[About this task]: Lines from the one containing "target | black tire" through the last line of the data are to be returned exactly, both ends included, minus any pictures.

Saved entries
################

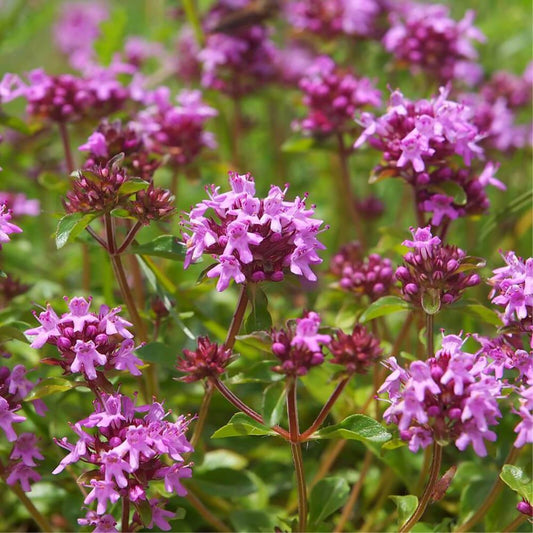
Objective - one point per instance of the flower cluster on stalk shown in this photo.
(420, 141)
(129, 447)
(449, 397)
(427, 39)
(88, 343)
(299, 347)
(432, 273)
(333, 97)
(372, 276)
(14, 388)
(330, 18)
(253, 239)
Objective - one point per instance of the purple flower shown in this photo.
(253, 239)
(448, 397)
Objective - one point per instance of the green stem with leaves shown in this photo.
(428, 491)
(296, 451)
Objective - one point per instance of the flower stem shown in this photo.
(125, 514)
(202, 415)
(296, 451)
(491, 497)
(347, 191)
(325, 410)
(356, 489)
(241, 406)
(428, 491)
(238, 316)
(205, 513)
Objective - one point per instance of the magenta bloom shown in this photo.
(128, 444)
(428, 40)
(449, 397)
(253, 239)
(87, 342)
(333, 97)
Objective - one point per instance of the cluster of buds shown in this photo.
(356, 352)
(428, 40)
(254, 239)
(14, 388)
(113, 138)
(88, 343)
(371, 276)
(6, 227)
(299, 347)
(331, 18)
(129, 446)
(208, 360)
(101, 189)
(419, 141)
(176, 131)
(512, 287)
(239, 61)
(333, 97)
(447, 398)
(67, 98)
(432, 275)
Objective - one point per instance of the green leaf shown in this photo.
(157, 352)
(241, 425)
(70, 226)
(273, 403)
(232, 483)
(406, 506)
(133, 185)
(166, 246)
(252, 520)
(49, 386)
(355, 427)
(14, 123)
(259, 318)
(295, 145)
(382, 307)
(431, 301)
(515, 478)
(327, 496)
(111, 36)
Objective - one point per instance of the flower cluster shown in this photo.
(100, 189)
(67, 98)
(371, 276)
(419, 141)
(356, 352)
(431, 275)
(428, 40)
(176, 131)
(129, 446)
(113, 138)
(512, 287)
(299, 346)
(209, 359)
(331, 18)
(239, 61)
(77, 29)
(86, 341)
(254, 239)
(14, 388)
(333, 97)
(447, 398)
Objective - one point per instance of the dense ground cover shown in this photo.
(266, 266)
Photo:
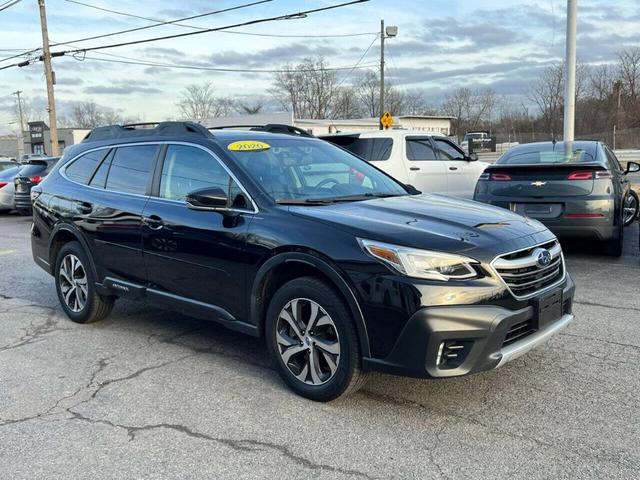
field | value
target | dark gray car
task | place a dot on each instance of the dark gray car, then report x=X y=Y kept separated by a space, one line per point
x=576 y=189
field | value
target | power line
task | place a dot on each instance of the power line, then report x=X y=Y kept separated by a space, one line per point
x=176 y=23
x=301 y=14
x=215 y=69
x=8 y=4
x=159 y=22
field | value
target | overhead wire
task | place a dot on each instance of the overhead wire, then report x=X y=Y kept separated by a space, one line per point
x=178 y=23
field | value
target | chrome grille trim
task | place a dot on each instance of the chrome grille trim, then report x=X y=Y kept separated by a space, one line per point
x=520 y=280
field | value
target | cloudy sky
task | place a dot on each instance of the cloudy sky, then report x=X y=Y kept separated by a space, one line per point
x=442 y=44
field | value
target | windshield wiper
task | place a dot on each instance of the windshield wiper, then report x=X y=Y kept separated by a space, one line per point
x=330 y=200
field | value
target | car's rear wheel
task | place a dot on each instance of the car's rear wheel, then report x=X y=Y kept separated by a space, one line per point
x=313 y=340
x=613 y=247
x=631 y=208
x=76 y=286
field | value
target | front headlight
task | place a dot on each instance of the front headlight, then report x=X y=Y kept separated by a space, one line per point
x=421 y=263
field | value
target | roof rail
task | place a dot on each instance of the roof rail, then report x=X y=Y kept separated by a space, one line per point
x=160 y=129
x=270 y=128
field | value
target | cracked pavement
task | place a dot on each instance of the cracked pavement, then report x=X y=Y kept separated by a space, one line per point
x=149 y=393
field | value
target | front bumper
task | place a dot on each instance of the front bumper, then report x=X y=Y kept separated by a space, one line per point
x=482 y=330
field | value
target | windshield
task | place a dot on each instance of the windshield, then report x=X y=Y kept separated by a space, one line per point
x=546 y=157
x=307 y=171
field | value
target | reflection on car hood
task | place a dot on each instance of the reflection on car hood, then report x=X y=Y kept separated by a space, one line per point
x=433 y=222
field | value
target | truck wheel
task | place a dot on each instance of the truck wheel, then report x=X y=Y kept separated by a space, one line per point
x=313 y=341
x=76 y=286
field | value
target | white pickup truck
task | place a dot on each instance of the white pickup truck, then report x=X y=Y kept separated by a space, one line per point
x=429 y=161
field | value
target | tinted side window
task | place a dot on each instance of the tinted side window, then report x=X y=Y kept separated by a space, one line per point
x=100 y=177
x=420 y=149
x=81 y=169
x=131 y=168
x=448 y=151
x=186 y=169
x=613 y=160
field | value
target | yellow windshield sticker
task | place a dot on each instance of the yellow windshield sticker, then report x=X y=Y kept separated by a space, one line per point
x=248 y=146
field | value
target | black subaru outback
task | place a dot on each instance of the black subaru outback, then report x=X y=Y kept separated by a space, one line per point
x=341 y=268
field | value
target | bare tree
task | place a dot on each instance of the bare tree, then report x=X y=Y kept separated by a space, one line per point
x=629 y=74
x=471 y=109
x=198 y=102
x=346 y=104
x=307 y=88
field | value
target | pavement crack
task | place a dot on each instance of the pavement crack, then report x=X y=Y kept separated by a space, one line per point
x=35 y=333
x=242 y=445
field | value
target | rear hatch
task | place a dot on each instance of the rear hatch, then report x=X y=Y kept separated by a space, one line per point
x=542 y=181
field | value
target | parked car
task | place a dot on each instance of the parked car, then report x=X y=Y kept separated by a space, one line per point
x=429 y=161
x=31 y=174
x=7 y=190
x=7 y=164
x=481 y=140
x=576 y=191
x=340 y=267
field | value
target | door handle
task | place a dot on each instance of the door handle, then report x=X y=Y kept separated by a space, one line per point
x=154 y=222
x=85 y=208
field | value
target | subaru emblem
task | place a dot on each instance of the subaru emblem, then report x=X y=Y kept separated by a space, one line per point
x=543 y=257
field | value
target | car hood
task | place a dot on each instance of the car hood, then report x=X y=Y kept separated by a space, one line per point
x=433 y=222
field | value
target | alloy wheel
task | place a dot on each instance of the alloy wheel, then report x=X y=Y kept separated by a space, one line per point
x=630 y=208
x=73 y=283
x=308 y=341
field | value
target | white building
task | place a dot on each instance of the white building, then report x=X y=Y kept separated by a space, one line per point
x=323 y=126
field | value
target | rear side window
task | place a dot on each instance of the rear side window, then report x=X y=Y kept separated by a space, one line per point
x=448 y=151
x=83 y=167
x=371 y=149
x=186 y=169
x=131 y=169
x=419 y=149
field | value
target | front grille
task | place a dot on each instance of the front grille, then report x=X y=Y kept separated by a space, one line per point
x=522 y=273
x=518 y=331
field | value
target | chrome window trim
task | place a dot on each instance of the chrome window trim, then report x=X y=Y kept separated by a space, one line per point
x=537 y=292
x=63 y=169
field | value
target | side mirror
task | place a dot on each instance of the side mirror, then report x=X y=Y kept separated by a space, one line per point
x=213 y=198
x=632 y=167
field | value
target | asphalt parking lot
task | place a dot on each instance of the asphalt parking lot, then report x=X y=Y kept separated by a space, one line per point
x=149 y=393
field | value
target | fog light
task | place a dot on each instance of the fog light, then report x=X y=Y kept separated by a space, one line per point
x=451 y=353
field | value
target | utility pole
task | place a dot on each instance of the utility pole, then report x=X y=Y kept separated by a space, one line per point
x=381 y=75
x=570 y=72
x=50 y=77
x=389 y=32
x=21 y=122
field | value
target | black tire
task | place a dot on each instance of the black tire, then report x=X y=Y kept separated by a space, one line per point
x=613 y=247
x=348 y=376
x=630 y=220
x=96 y=307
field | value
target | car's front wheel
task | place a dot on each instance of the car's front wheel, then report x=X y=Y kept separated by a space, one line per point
x=313 y=340
x=76 y=286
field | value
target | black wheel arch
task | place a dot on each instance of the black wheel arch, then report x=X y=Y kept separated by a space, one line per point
x=288 y=265
x=64 y=233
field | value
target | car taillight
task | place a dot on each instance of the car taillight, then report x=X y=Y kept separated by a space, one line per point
x=600 y=174
x=500 y=176
x=581 y=175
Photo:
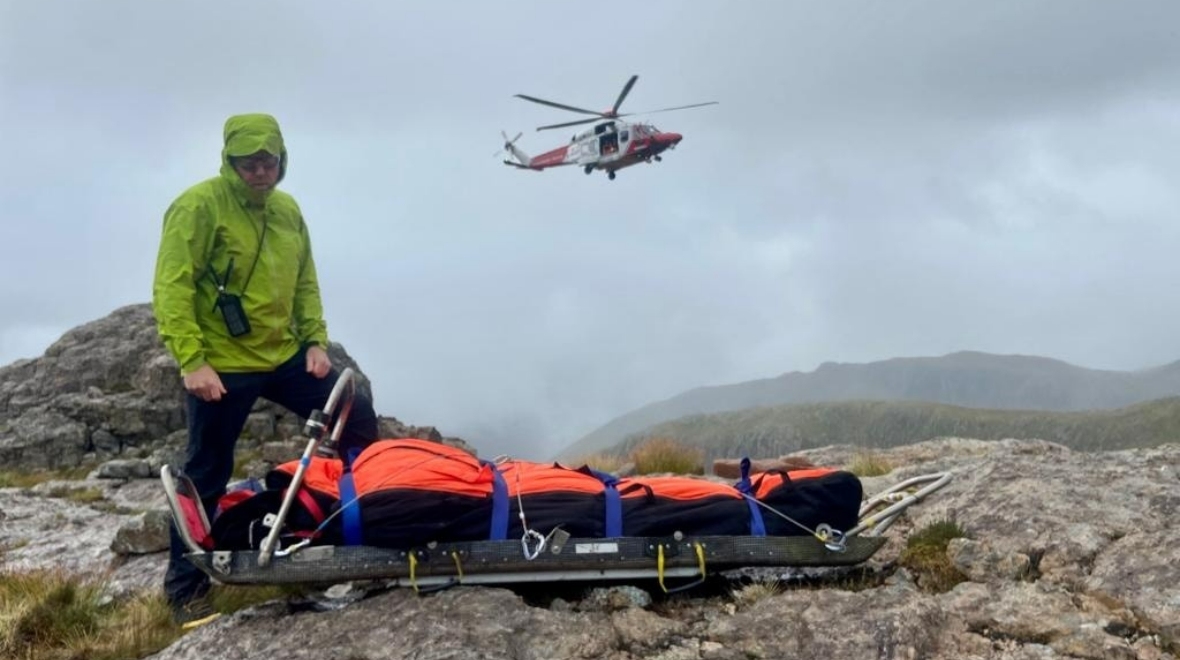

################

[Exercise result]:
target | black tire
task | place a dot on each instance of the black tire, then report x=X y=Y kept separated by a space, one line per point
x=613 y=247
x=348 y=376
x=630 y=220
x=96 y=307
field | value
target | car's front wheel
task | place a dot on each instance of the car's front wheel, then report x=X y=Y kept separated by a space, one line per point
x=313 y=340
x=76 y=286
field | value
target | black wheel arch
task | place a dot on each instance of the black wheel arch, then report x=X y=Y kept separated by a space, one line per point
x=288 y=265
x=64 y=233
field | value
target | car taillight
task | place a dot on each instance of the car taillight, then report x=X y=Y kept separated by a space, one line per point
x=600 y=174
x=500 y=176
x=581 y=175
Photo:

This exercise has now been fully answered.